> [ЗАДАНИЕ 1]: Перечислите все номера сносок, которые стоят в квадратных скобках в тексте о Цветаевой и Рильке.
> [ЗАДАНИЕ 2]: Дайте продолжение текста о Цветаевой и Рильке, начиная сразу после его последнего предложения.

Марина Цветаева. По канату поэзии
Шрифт:
Такова я. Такова любовь – во времени. Неблагодарная, сама себя уничтожающая. Любви я не люблю и не чту»[226].
Здесь Цветаева определяет специфику своего отношения к Рильке: он тем ей дороже, чем призрачнее[227]. Как она намекает, именно мучительное осознание этого факта мешало ей писать ему последние две недели. Однако 14 июня она признается во фразе, не слишком успешно приглушенной скобками (не об этом ли свидетельствует ее пунктуация?), в своей любви к Рильке и желании приехать к нему – на этот раз без околичностей: «Райнер, я люблю тебя и хочу к тебе»[228].

> [ФРАГМЕНТ НАБОРА ДАННЫХ]:
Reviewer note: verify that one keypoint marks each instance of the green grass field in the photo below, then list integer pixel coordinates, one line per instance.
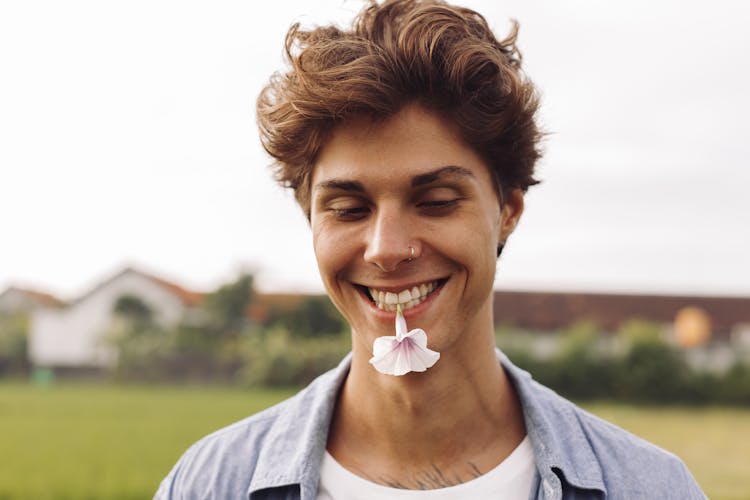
(88, 441)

> [ОТВЕТ 1]: 226, 227, 228

> [ОТВЕТ 2]:
Желание это не чувственное, как может показаться, а духовное и метафорическое. В самом деле, в других местах этого же письма Цветаева продолжает свои попытки осмыслить возможность смерти Рильке. Ей трудно поверить, что он действительно написал посвященную ей «Элегию», – ведь такое стихотворение, как ей всегда казалось, будет написано ее возлюбленным, который может появиться только «через сто лет» (nach hundert Jahren)[229]. Фотография Рильке, присланная ей, изображает, как ей кажется, метафизический выход поэта за рамку пейзажа, за пределы земного мира:
«…другая <фотография>, поменьше – прощанье. Отъезжающий, который еще раз, должно быть наспех – лошади уже ждут – оглядывает свой сад, как исписанный лист, прежде чем расстаться. Не отрываясь – освобождаясь. Тот, кто бережно выпускает из рук – целый пейзаж. (Райнер, возьми меня с собой!)»[230].
Цветаева, скорее всего, использует подобные фразы в качестве своего рода дистанцирующих устройств, чтобы уравновесить осторожные попытки интимности в других местах своих писем. В финальном обращении письма от 6 июля – еще одно признание физического желания и одновременно его стирание: «Можно мне поцеловать тебя? Ведь это не более, чем обнять, а обнимать, не целуя, – почти невозможно»[231]. Рильке, возможно, неверно интерпретировал столь противоречивые высказывания; во всяком случае, Цветаева, опасаясь ввести его в заблуждение, старательно сопровождает влюбленную речь пространными оговорками и пояснениями.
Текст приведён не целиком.